* PROBLEM SET *
[1] Answer these from the naprapathy text:
(a) Besides hands-on manipulation and nutritional counseling, which three therapies does naprapathic medicine sometimes use?
(b) What position does Dr. Paul Maguire hold?
(c) Which anniversary is his school celebrating this year?
[2] Print the stretch of the naprapathy text from "If you struggle" through "therapy called naprapathy.", word for word.

* EXTRACT PROVIDED *
────────

If you struggle with aches and pains that refuse to go away, you just might find relief with a long-practiced but relatively obscure alternative therapy called naprapathy.
Naprapathic medicine treats connective tissue pain by using hands-on manipulation, nutritional counseling, and, sometimes, therapies such as heat, ultrasound, or cold laser therapy. Connective tissue, which includes ligaments, tendons, and muscle, is the material inside the body that provides support to its many parts.
"Naprapathy is hands-on connective tissue manipulation therapy, plus nutritional counseling," says Dr. Paul Maguire, president of the National College of Naprapathic Medicine in Chicago.
"It's noninvasive, so there's no downside to it, and it's a feel-good type of treatment that gets results," Dr. Maguire says. Plus, it is a treatment that has been around for a long time, he adds, noting that his school is celebrating its 100th anniversary this year.
"Naprapathy is a gentle system of manipulation that can relieve the pinching of areas causing restriction to nerves," Dr. Maguire explains. It is designed to stretch connective tissue and relieve pain.

────────

Saved entries
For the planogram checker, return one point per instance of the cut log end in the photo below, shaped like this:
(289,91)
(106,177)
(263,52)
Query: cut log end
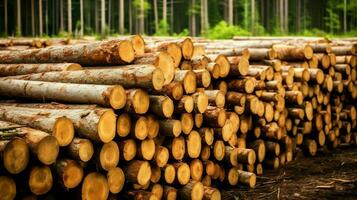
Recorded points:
(175,51)
(109,155)
(95,187)
(63,131)
(107,126)
(126,51)
(158,79)
(116,180)
(72,175)
(187,48)
(16,156)
(147,148)
(144,173)
(86,151)
(166,63)
(138,44)
(47,150)
(123,125)
(40,180)
(117,98)
(141,101)
(7,188)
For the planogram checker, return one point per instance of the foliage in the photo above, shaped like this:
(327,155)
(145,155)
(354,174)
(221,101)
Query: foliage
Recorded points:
(224,31)
(164,29)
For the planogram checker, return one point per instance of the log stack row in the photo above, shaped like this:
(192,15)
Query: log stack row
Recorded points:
(169,119)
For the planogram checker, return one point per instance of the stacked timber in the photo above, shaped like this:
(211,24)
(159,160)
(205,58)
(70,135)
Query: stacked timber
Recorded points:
(168,118)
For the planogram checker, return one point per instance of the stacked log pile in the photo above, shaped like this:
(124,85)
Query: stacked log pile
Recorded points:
(169,119)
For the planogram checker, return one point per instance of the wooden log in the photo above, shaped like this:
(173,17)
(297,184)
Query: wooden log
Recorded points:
(138,171)
(247,178)
(161,106)
(113,96)
(138,101)
(214,117)
(15,155)
(243,85)
(69,172)
(7,188)
(193,190)
(21,69)
(116,180)
(95,53)
(98,125)
(162,61)
(95,186)
(108,156)
(188,80)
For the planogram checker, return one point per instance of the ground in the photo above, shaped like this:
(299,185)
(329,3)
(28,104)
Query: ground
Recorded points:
(328,175)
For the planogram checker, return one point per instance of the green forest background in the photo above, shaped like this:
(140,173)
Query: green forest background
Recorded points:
(216,19)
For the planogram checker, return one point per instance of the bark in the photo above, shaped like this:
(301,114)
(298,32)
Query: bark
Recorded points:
(97,53)
(110,96)
(21,69)
(95,124)
(131,76)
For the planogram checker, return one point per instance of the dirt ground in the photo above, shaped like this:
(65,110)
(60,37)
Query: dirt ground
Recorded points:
(328,175)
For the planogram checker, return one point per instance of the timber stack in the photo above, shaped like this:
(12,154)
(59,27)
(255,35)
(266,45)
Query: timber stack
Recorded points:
(168,118)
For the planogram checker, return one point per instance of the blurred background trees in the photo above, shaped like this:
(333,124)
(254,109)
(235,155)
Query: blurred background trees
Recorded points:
(210,18)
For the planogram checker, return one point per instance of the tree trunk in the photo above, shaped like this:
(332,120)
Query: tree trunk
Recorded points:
(69,15)
(230,12)
(130,76)
(18,17)
(97,53)
(80,93)
(40,26)
(164,10)
(81,18)
(253,15)
(102,17)
(33,18)
(121,17)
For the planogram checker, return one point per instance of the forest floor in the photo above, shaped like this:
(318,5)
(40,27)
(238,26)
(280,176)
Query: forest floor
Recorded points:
(328,175)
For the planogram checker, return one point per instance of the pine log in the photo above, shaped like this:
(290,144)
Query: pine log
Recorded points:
(7,188)
(80,149)
(95,53)
(98,124)
(112,96)
(162,61)
(70,173)
(95,187)
(40,180)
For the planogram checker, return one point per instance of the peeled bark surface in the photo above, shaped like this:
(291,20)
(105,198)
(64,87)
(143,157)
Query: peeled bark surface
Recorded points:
(113,96)
(98,125)
(21,69)
(96,53)
(129,76)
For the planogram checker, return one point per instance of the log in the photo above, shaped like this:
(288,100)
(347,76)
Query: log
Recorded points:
(95,186)
(98,125)
(109,155)
(96,53)
(80,149)
(22,69)
(7,187)
(138,171)
(40,180)
(15,155)
(129,76)
(193,190)
(162,61)
(112,96)
(116,180)
(70,173)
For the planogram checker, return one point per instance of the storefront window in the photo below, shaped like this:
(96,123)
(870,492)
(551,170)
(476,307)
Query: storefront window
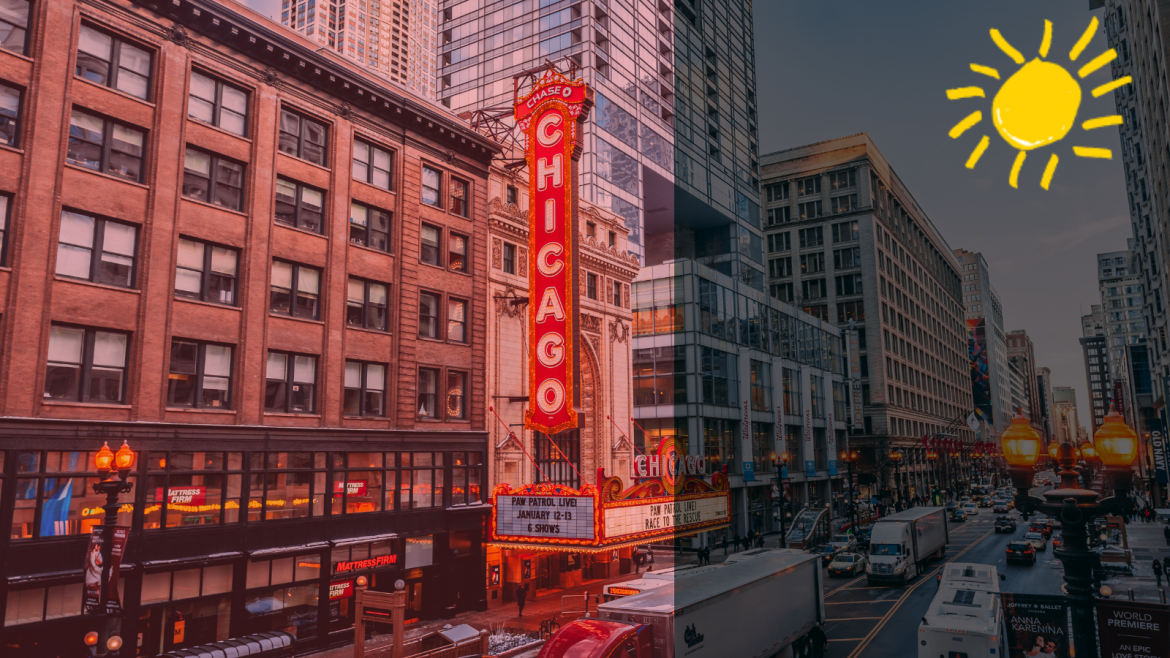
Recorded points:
(192,488)
(55,495)
(467,475)
(420,480)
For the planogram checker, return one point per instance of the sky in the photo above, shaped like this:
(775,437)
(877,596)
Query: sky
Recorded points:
(828,69)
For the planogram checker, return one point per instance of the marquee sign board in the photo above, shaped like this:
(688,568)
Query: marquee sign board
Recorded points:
(550,117)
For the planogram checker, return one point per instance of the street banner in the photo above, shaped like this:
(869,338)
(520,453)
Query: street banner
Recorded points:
(1037,625)
(1133,630)
(117,537)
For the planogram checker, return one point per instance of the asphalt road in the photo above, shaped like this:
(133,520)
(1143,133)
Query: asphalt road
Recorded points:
(882,622)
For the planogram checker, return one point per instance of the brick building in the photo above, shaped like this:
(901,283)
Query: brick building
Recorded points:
(266,272)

────────

* ANSWERS PER TASK *
[1]
(a) Heat, ultrasound, and cold laser therapy.
(b) He is president of the National College of Naprapathic Medicine in Chicago.
(c) Its 100th anniversary.

[2]
If you struggle with aches and pains that refuse to go away, you just might find relief with a long-practiced but relatively obscure alternative therapy called naprapathy.